--- START Stored rows ---
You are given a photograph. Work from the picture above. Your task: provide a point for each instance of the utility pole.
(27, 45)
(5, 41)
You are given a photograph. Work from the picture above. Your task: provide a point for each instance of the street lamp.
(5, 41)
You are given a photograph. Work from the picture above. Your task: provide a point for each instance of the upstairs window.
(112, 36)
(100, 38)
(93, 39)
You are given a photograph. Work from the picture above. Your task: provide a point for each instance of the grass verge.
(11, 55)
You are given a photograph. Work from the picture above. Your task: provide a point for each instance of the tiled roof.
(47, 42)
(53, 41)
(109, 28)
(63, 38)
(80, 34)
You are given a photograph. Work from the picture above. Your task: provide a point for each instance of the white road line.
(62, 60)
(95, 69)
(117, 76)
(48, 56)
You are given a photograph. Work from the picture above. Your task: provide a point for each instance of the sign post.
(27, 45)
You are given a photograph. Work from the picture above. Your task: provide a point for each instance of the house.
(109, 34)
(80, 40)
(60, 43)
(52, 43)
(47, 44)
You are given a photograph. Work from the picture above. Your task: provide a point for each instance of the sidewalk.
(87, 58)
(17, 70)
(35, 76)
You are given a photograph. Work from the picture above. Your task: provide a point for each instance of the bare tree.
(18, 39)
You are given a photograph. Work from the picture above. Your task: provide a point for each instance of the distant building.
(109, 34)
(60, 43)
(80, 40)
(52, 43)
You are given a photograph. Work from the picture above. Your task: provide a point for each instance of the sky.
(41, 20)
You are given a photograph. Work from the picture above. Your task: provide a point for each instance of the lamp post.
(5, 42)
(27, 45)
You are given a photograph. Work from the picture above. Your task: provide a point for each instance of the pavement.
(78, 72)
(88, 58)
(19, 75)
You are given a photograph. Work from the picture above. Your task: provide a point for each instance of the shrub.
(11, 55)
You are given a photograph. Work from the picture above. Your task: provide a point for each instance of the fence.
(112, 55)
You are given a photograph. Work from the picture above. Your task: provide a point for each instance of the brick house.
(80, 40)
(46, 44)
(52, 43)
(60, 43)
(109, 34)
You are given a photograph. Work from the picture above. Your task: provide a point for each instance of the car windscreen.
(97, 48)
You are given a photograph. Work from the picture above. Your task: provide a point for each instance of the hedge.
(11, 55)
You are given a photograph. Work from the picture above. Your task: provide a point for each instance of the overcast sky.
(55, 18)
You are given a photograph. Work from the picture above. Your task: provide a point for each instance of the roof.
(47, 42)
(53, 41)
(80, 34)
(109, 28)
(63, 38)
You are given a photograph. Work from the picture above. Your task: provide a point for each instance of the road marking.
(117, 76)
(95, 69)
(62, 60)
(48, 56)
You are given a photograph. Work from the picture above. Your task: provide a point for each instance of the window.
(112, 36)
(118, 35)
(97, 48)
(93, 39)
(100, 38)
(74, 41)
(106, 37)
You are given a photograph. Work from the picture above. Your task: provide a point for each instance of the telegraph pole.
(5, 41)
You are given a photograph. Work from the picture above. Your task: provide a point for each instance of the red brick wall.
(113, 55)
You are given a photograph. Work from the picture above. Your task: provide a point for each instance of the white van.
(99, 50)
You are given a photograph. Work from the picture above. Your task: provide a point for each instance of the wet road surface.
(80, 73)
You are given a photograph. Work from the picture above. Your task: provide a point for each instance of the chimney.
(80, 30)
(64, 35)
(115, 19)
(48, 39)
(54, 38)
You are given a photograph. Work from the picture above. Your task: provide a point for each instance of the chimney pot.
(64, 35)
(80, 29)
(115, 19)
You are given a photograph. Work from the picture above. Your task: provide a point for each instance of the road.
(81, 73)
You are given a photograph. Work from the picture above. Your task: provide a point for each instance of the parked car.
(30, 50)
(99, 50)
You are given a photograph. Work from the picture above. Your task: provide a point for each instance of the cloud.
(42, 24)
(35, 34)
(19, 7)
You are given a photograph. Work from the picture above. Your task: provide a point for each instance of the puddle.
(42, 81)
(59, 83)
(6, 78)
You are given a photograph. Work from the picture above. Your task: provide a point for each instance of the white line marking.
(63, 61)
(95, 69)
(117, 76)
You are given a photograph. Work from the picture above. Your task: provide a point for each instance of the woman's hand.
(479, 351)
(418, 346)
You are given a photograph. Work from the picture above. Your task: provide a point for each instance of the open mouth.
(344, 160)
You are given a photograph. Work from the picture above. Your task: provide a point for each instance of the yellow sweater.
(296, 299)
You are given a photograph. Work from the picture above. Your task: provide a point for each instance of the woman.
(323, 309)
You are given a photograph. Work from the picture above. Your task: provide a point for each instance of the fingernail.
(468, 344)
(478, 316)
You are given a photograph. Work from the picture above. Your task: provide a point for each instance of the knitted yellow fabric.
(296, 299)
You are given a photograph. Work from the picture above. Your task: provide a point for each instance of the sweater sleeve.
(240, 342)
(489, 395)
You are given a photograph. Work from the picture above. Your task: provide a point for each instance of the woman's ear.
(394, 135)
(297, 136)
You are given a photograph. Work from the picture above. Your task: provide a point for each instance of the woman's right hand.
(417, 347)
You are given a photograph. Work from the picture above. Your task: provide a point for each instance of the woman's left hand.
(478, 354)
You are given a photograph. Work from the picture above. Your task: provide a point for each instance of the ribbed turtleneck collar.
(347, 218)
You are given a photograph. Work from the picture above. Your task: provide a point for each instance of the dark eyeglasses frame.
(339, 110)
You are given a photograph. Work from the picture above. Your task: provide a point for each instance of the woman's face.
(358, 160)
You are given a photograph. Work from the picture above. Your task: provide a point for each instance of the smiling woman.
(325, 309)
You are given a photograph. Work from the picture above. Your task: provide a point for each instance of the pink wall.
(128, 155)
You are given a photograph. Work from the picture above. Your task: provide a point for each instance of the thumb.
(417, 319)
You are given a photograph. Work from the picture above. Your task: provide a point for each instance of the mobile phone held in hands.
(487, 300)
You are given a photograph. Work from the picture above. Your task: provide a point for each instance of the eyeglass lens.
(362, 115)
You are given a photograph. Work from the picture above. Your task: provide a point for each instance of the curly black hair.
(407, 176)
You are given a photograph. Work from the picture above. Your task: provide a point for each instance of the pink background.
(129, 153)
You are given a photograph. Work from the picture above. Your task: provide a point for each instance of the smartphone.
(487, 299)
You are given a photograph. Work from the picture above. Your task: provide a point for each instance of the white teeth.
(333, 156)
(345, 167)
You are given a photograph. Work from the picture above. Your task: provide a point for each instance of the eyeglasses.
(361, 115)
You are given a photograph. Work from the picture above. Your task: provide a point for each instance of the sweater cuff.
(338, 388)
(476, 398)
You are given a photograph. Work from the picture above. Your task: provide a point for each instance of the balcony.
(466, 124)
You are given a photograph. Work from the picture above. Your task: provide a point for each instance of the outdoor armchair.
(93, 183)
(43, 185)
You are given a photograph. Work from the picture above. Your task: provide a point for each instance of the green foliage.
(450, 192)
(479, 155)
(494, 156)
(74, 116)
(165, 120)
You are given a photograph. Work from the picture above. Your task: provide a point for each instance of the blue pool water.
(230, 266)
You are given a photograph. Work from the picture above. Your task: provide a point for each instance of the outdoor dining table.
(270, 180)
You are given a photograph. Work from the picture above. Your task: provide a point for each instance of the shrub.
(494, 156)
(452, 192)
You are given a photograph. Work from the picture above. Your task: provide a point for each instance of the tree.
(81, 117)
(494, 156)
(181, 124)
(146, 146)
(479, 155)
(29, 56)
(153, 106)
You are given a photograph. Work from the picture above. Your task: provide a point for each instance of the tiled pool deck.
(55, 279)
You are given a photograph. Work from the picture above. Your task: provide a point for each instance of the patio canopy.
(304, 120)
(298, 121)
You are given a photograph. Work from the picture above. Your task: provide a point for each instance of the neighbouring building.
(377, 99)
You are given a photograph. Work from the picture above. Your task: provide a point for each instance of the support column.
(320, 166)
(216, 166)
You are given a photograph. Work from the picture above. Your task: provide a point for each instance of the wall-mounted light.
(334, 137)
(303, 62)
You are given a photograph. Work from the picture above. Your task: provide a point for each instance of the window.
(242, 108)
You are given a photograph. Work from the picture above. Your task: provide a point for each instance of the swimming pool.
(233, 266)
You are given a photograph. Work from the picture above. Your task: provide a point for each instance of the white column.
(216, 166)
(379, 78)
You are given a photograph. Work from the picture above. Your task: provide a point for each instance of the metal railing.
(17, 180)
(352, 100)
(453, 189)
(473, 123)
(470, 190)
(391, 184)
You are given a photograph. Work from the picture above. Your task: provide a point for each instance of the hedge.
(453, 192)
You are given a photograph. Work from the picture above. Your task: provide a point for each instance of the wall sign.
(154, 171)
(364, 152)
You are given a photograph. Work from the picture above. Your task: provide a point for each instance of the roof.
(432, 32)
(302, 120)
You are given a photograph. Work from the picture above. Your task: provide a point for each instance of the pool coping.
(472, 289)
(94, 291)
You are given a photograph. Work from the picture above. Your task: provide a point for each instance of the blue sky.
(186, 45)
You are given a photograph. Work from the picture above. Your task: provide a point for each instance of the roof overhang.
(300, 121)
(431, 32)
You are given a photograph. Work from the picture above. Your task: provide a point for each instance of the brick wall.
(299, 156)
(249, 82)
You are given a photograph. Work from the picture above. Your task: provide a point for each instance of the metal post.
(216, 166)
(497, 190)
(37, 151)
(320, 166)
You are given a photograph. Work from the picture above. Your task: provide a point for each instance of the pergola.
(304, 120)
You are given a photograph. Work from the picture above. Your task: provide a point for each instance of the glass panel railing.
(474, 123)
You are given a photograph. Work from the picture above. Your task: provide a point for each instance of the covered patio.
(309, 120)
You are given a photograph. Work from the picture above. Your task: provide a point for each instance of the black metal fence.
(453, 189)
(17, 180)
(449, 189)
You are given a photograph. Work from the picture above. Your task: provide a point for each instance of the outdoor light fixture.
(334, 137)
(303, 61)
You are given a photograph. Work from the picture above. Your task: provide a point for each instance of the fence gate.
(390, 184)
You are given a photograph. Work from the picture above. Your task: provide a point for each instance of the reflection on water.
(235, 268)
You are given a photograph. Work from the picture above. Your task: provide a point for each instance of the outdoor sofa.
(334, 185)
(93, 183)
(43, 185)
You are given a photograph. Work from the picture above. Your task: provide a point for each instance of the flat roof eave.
--- END Stored rows ---
> **Exercise objective**:
Copy out the records unchanged, starting at the line that contains "the outdoor sofa." and continuing through the last line of the records.

> **Solution to this task**:
You are given a photograph. Work from the picture above. Your task: provide a point for each instance of the outdoor sofa.
(334, 185)
(93, 183)
(43, 185)
You are given a photograph. Work from the picture above. Your task: provide a point for each instance of the flat roof eave.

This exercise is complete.